▶ [Directive]
Write out the passage on RAG and fine-tuning word for word, from "A fine-tuned model" up to and including "data and hope.".

--- Start of Page extract ---

A fine-tuned model you do not like is a sunk cost. The dataset took weeks to curate, the training run cost real money, the resulting weights are a frozen artifact that needs to be re-evaluated, re-versioned, and re-deployed. You cannot easily un-bake an undesirable behaviour. You can only train again on different data and hope.
This is not a small difference. The default architectural choice should favour the option that lets you change your mind cheaply, especially in a domain where your intuitions about what works will improve faster than your engineering can keep up with.
Where RAG quietly fails
RAG has a very specific failure mode that the marketing literature is curiously silent about. It fails when the question requires the model to reason over the entire retrieved context as a unified whole, rather than extracting an answer from a specific passage.
Consider three queries against the same knowledge base of internal engineering documents:
- “What is the timeout value for the payment service?”
- “Summarise the architectural decisions we made about the payment service this quarter.”

--- End of Page extract ---
--- Start of Records provided ---

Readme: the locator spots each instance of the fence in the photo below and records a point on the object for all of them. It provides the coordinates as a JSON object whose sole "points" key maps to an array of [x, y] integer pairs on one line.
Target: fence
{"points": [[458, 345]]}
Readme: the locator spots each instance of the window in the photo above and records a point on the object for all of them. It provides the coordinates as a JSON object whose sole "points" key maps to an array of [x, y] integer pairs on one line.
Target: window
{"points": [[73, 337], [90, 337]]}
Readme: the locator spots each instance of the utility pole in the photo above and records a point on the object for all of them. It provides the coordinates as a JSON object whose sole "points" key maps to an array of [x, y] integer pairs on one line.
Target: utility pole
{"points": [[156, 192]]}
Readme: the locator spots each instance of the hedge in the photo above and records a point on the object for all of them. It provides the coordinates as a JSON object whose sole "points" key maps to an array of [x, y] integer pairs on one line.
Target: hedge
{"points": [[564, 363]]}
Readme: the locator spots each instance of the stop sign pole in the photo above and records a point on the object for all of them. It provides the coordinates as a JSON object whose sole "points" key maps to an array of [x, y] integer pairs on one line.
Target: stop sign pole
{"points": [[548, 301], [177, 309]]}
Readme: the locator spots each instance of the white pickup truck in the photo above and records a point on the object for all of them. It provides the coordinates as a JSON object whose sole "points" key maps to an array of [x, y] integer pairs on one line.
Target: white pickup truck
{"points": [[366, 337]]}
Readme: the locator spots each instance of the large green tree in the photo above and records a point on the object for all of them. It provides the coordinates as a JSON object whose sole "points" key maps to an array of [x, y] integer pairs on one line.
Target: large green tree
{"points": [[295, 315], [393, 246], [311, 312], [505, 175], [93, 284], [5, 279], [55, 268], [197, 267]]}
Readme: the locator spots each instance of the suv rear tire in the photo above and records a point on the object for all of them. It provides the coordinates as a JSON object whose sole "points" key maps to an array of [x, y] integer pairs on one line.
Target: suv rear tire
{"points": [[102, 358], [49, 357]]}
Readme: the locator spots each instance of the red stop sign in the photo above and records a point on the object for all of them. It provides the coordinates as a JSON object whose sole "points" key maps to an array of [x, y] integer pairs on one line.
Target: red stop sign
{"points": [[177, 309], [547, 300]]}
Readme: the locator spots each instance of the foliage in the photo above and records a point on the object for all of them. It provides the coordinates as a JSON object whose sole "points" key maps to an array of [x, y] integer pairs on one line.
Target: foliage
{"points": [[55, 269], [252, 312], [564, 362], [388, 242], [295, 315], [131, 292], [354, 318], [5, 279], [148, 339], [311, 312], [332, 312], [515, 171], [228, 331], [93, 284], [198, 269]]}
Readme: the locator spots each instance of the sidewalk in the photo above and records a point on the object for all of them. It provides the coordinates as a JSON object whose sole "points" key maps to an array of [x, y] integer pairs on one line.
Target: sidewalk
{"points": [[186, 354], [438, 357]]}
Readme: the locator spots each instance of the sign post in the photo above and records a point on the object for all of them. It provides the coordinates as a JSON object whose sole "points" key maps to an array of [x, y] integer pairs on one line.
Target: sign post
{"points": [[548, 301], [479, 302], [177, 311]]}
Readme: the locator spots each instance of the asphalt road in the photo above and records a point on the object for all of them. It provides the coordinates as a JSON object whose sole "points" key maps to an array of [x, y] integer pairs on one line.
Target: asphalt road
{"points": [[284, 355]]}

--- End of Records provided ---

▶ [Written reply]
A fine-tuned model you do not like is a sunk cost. The dataset took weeks to curate, the training run cost real money, the resulting weights are a frozen artifact that needs to be re-evaluated, re-versioned, and re-deployed. You cannot easily un-bake an undesirable behaviour. You can only train again on different data and hope.